[start]

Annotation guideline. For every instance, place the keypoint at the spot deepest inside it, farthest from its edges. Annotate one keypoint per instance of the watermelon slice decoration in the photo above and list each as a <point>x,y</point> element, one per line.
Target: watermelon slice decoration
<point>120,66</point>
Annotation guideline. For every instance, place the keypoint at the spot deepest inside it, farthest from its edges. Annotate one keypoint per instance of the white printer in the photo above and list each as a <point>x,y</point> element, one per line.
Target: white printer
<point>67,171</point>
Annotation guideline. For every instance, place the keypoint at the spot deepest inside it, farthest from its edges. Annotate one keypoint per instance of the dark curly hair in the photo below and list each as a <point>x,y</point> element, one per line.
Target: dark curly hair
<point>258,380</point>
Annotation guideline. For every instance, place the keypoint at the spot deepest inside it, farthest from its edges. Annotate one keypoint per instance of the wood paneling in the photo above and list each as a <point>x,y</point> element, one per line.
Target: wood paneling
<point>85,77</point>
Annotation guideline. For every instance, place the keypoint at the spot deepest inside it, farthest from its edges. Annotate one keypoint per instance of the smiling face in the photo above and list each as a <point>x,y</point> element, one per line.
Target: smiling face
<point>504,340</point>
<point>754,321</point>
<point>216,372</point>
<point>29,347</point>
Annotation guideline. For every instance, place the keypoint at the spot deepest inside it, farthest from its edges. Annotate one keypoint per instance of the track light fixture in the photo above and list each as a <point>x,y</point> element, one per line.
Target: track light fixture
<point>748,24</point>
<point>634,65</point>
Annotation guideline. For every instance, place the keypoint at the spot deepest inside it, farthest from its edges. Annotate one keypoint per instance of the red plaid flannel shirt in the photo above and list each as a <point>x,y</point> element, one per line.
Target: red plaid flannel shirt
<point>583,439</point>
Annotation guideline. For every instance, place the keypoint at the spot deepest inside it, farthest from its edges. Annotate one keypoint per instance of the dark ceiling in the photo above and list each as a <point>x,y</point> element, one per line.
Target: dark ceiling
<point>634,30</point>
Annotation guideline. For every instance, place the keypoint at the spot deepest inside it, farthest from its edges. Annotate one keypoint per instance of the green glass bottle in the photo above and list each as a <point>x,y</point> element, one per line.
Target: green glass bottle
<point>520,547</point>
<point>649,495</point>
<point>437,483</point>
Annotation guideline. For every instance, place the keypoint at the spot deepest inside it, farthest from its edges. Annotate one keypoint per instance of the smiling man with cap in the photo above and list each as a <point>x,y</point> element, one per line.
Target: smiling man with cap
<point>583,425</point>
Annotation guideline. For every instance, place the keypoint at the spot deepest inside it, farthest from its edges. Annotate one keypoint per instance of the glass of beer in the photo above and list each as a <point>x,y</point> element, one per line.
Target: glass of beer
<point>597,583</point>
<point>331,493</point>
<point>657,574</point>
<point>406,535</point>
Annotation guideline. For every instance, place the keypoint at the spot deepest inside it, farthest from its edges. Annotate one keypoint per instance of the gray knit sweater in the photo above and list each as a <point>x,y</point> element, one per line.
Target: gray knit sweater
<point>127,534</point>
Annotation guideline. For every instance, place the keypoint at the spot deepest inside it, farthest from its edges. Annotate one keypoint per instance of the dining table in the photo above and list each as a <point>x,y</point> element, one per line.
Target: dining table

[end]

Written instruction> Please update everything from the start of the data down through the line containing "<point>120,66</point>" by changing "keypoint" to "marker", leaving all else as is, and return only those lines.

Result for this exercise>
Annotation guideline. For every instance, place the marker at the spot deepest inside it, farthest from its edges. Annotate one marker per instance of the watermelon slice decoration in the photo above and list each as a <point>x,y</point> element, one per line.
Target: watermelon slice decoration
<point>120,66</point>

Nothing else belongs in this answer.